No 10º aniversário da Revolução de 25 de Abril, o Partido Comunista
Português publicou esses oito sonetos, num projeto gráfico de Rogério Ribeiro
e acompanhado de um ensaio, já referido, de Manuel Gusmão.
Numa homenagem ao grande poeta e ao companheiro de trabalho que acompanhei
durante anos, vou ler, de seguida, esses oito sonetos.
Ao meu falecido irmão
Meu sacana de versos! Meu vadio.
Fazes falta ao Rossio. Falta ao Nicola.
Lisboa é uma sarjeta. E um vazio.
E é raro o poeta que entre nós faz escola.
Mastigam ruminando o desafio.
São uns merdosos que nos pedem esmola.
Aos vinte anos cheiram a bafio
têm joanetes culturais na tola.
Que diria Camões, nosso padrinho
ou o Primo Fernando que acarinho
como Pessoa viva à cabeceira?
O que me vale é que não estou sozinho
ainda se encontram alguns pés de linho
crescendo não sei como na estrumeira!
Insónia
As noites — escorpiões suicidados
Com o seu próprio veneno nas entranhas
ressuscitam depois em madrugadas
cada vez mais azuis e mais estranhas.
São insónias tecendo alucinadas
uma teia de horas e de aranhas
patas tácteis peludas eriçadas
com o peso latente das montanhas.
E por dentro dos olhos um perfil
de ferro e fogo deixa-nos queimados
selados como a chuva e como o vento.

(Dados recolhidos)
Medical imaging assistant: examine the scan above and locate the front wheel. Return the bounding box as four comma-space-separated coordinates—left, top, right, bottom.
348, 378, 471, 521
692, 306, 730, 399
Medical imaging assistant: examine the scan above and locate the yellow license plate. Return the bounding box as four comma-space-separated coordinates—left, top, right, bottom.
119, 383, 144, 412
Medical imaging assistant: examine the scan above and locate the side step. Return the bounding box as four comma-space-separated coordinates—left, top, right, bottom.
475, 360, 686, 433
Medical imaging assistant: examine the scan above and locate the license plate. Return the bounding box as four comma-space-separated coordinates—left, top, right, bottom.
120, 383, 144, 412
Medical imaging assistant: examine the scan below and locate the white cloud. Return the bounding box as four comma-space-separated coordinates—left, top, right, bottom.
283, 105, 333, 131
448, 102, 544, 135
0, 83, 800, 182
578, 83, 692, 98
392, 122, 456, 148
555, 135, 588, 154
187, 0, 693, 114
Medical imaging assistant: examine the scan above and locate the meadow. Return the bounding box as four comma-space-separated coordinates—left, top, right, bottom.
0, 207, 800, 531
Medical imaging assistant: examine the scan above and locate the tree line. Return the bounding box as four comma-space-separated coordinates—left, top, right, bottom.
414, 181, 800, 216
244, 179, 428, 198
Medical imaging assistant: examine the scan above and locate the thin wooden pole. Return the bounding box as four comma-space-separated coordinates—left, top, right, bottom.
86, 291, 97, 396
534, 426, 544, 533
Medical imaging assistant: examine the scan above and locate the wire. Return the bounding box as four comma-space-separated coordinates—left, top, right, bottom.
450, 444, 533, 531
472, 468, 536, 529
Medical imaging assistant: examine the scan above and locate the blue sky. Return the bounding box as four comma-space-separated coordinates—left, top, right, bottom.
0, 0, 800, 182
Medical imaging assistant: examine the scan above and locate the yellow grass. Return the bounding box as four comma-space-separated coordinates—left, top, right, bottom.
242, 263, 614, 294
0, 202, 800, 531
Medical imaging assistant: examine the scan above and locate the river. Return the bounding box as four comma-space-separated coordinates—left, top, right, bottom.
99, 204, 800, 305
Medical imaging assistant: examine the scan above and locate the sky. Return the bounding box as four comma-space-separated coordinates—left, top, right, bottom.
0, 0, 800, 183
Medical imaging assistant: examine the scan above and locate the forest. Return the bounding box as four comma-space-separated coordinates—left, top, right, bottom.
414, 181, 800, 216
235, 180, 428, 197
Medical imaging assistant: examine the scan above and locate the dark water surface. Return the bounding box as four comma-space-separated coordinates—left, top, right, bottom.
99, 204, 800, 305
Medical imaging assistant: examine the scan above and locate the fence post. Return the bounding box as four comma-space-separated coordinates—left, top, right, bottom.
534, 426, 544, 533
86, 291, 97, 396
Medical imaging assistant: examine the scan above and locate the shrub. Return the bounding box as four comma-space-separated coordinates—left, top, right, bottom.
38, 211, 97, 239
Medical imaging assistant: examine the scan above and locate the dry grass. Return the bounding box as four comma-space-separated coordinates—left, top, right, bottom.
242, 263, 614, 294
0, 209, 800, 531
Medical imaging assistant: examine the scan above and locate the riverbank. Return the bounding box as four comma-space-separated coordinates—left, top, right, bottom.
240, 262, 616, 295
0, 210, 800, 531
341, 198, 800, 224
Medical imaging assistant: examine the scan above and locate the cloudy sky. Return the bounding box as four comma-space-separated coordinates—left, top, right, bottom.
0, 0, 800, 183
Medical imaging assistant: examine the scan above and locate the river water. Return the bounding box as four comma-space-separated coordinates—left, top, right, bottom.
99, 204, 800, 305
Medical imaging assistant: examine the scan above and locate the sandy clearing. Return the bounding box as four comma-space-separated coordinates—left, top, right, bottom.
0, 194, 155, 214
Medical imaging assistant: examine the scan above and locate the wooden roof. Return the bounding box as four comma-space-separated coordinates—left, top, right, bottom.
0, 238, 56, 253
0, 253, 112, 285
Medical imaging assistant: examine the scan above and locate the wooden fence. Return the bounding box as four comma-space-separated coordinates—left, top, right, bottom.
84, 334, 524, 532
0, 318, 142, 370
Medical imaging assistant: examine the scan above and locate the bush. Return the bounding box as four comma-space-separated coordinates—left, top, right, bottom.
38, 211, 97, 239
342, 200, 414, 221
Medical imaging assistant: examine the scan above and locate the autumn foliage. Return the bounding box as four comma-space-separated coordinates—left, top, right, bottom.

- AS SUAS TAREFAS:
A – Responda com base no texto sobre os oito sonetos:
(i) Que partido publicou os oito sonetos?
(ii) De quem era o projeto gráfico da publicação?
(iii) No soneto "Insónia", a que são comparadas as noites?
B – Transcreva do texto sobre os oito sonetos o trecho entre "No 10º aniversário" e "Falta ao Nicola.", ambos incluídos.
C – Prolongue o texto sobre os oito sonetos a partir do ponto em que termina.

- RESULTADOS DO EXERCÍCIO:
A –
(i) O Partido Comunista Português.
(ii) De Rogério Ribeiro.
(iii) A escorpiões suicidados com o seu próprio veneno nas entranhas.

B –
No 10º aniversário da Revolução de 25 de Abril, o Partido Comunista
Português publicou esses oito sonetos, num projeto gráfico de Rogério Ribeiro
e acompanhado de um ensaio, já referido, de Manuel Gusmão.
Numa homenagem ao grande poeta e ao companheiro de trabalho que acompanhei
durante anos, vou ler, de seguida, esses oito sonetos.
Ao meu falecido irmão
Meu sacana de versos! Meu vadio.
Fazes falta ao Rossio. Falta ao Nicola.

C –
Será possível que depois de Abril
ainda adormeçamos acordados
neste país-raiz de sofrimento?
Poesia-orgasmo
De sílabas de letras de fonemas
se faz a escrita. Não se faz um verso.
Tem de correr no corpo dos poemas
o sangue das artérias do universo.
Cada palavra há-de ser um grito
um murmúrio um gemido uma erecção
que transporte do humano ao infinito
a dor o fogo a flor a vibração
A Poesia é de mel ou de cicuta?
Quando um poeta se interroga e escuta
ouve ternura luta espanto ou espasmo?
Ouve como quiser seja o que for
Fazer poemas é escrever amor
e poesia o que tem de ser é orgasmo.
Sonata de Outono
Inverno não ainda mas Outono
a
sonata que bate no meu peito
Poeta distraído cão sem dono
até na própria cama em que me deito.
Acordar é a forma de ter sono
O presente o pretérito imperfeito
Mesmo eu de mim me abandono
se o vigor que me devo não respeito.
Morro de pé, mas morro devagar.
A vida é afinal o meu lugar
e só acaba quando eu quiser.
Não me deixo ficar. Não pode ser.
Peço meças ao Sol, ao Céu, ao Mar
Pois viver é também acontecer.
Soneto de Inês
Dos olhos corre a água do Mondego
Os cabelos parecem os choupais
Inês! Inês! Rainha sem sossego
dum rei que por amor não pode mais.
Amor imenso que também é cego
Amor que torna os homens imortais.
Inês! Inês! Distância a que não chego
Morta tão cedo por viver demais.
Os teus gestos são verdes os teus braços
são gaivotas pousadas no regaço
dum mar azul turquesa intemporal.
As andorinhas seguem os teus passos
e tu morrendo com os olhos baços.
Inês! Inês! Inês de Portugal.
Telegrama para Gomes Leal
Tia Maria Poesia a acabar.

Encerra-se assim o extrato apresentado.